I dream of being able to have Montessori Schools in our farms for the Children of our workers.
I dream of opening again the free medical clinics for our workers and the communities nearby our coffee farms (we also had to close these because of the crisis).
I dream to give our workers healthy, delicious and varied food, we use to do it, and it was worth it but had to stop it.
I dream to attend my coffee trips together with my wife and/or my children, so they can get to know the wonderful people at the other side of the coffee world, so they are able to see how all our effort is being noticed and considered and what matters not just the quality of our coffee.
I dream that DRWakefield keeps growing so we can sell more coffee to them.
I dream of a day when no matter how the price NYBT market is, it is not going to affect in any way all our projects our commitments and the work in our farm.
I dream of having comfortable infrastructure for all our workers.
I dream of not having violence of any kind, specially the one we suffered by the gangs, that´s why it´s important to have the Montessori schools (to promote good values) and work as much as we can so we can pay well all year long.
At last, but not least, I dream of having a family vacation not caring about any long term loan or any other problem, enjoying life at it is together with my wife and children.
Do you get on well as brothers? What is your relationship like?
Thanks god we get along well, otherwise think all we have been through with someone you are not comfortable with. Far away from that we always talk about the things we should do in our farms, or how to improve the wet mill or the dry mill, how we like or dislike a roast profile, whenever we get together we always will end up talking about coffee, even if we have spent all day long at the office, at the farm or at the coffee mill.
With my brothers, we often remember our parent’s advise which is always very useful. My brothers and I have spent a lot of time together with friends and family and because of that we have a bond that has been strengthened with the passage of time.
Of course, we have had differences and argued because we do not always see things the same way, but we respect each other’s point of view, and we even support it.
What do you enjoy about farming?
Everything you do at the farm, at the coffee mill and at the roaster, will affect the cup, and you have to keep that in mind so you can get along with the trends of the market. Whether you choose to plant a native variety of coffee, in our case like the Pacas or Bourbon or a boutique one like the Pacamara, or whether you choose to keep working shade grown rather than open shade coffee plantation will affect who you will sell the coffee to. I really enjoy seeing how having a passion for coffee is playing a fundamental role at origin and at its final destination.

[Extracted data entries]
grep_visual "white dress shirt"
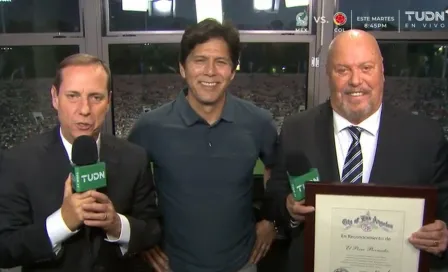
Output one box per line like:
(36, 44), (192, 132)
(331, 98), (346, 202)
(46, 131), (131, 255)
(333, 105), (382, 183)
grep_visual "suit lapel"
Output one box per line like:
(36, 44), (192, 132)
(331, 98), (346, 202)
(98, 134), (119, 195)
(315, 102), (340, 182)
(369, 105), (398, 184)
(42, 126), (71, 204)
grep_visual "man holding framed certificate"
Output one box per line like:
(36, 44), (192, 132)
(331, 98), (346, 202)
(267, 30), (448, 272)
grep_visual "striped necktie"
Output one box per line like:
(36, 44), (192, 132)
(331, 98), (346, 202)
(342, 126), (362, 183)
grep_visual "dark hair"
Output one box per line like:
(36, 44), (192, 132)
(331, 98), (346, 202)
(53, 53), (111, 92)
(179, 18), (241, 70)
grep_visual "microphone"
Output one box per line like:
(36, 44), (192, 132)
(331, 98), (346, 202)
(286, 152), (319, 201)
(71, 135), (107, 193)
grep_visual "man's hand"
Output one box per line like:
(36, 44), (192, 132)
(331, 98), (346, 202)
(61, 175), (95, 231)
(409, 220), (448, 255)
(286, 194), (314, 222)
(142, 246), (170, 272)
(250, 220), (277, 264)
(82, 191), (121, 238)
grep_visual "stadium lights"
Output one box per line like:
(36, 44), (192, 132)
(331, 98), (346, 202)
(254, 0), (280, 12)
(154, 0), (173, 14)
(285, 0), (310, 8)
(195, 0), (222, 23)
(254, 0), (272, 10)
(121, 0), (149, 12)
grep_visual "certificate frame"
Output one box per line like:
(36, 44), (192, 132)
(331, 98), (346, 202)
(304, 182), (437, 272)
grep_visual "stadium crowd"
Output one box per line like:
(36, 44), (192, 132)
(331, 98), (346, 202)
(0, 73), (448, 149)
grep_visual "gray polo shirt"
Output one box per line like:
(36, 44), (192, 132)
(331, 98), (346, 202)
(129, 90), (277, 272)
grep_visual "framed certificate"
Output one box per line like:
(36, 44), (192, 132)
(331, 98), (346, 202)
(304, 182), (437, 272)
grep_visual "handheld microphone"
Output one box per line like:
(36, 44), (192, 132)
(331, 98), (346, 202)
(286, 152), (319, 201)
(71, 135), (107, 193)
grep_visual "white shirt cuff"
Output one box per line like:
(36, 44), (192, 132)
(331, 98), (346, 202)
(105, 214), (131, 255)
(46, 209), (78, 255)
(289, 219), (300, 229)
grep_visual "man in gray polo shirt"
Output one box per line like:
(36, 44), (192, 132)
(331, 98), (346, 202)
(129, 19), (277, 272)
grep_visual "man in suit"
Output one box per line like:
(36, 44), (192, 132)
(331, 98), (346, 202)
(268, 30), (448, 272)
(0, 54), (160, 272)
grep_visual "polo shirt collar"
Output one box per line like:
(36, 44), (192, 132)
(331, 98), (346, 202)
(176, 88), (236, 126)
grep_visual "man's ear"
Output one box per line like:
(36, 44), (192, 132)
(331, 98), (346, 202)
(179, 62), (185, 79)
(50, 85), (59, 110)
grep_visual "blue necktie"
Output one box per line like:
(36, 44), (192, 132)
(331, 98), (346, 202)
(342, 126), (362, 183)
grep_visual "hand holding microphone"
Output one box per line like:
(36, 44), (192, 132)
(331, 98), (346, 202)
(61, 175), (95, 231)
(67, 135), (121, 238)
(82, 191), (121, 239)
(286, 194), (314, 222)
(286, 152), (319, 222)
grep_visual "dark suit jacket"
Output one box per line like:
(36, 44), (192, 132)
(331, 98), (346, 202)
(267, 102), (448, 272)
(0, 127), (161, 272)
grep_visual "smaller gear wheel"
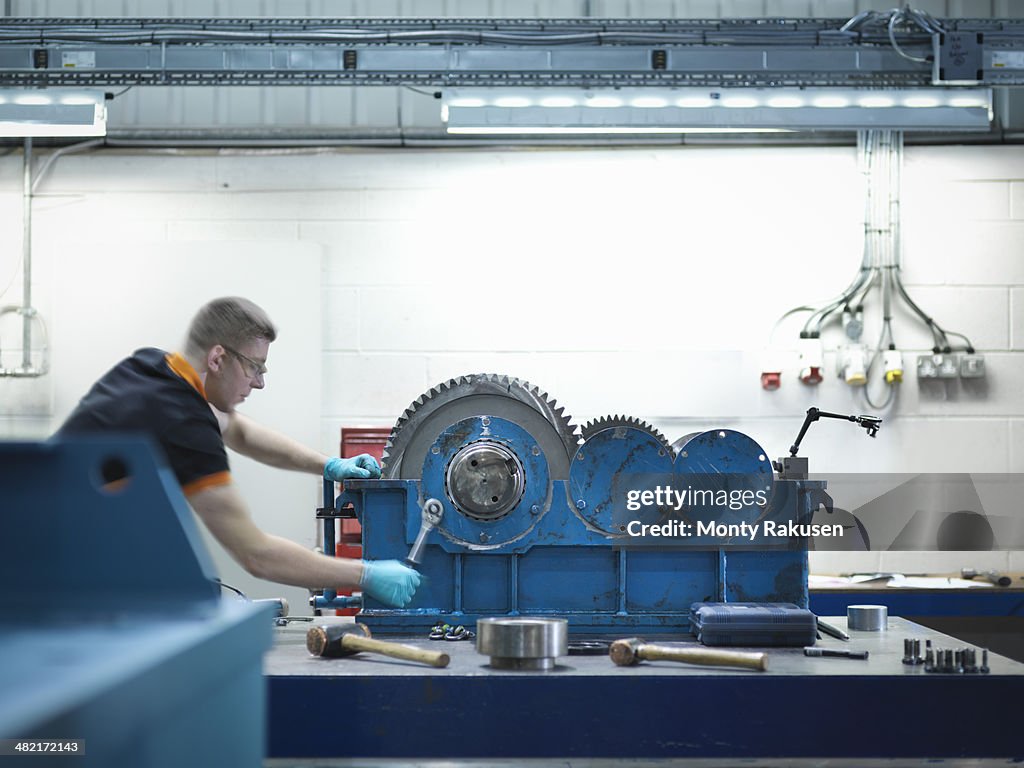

▶ _Exercise objective_: Reproduce the part of the coffee farming passage starting with "I dream of not" and going on through "all year long.". The data stand apart from the coffee farming passage as separate material.

▶ _Written response_:
I dream of not having violence of any kind, specially the one we suffered by the gangs, that´s why it´s important to have the Montessori schools (to promote good values) and work as much as we can so we can pay well all year long.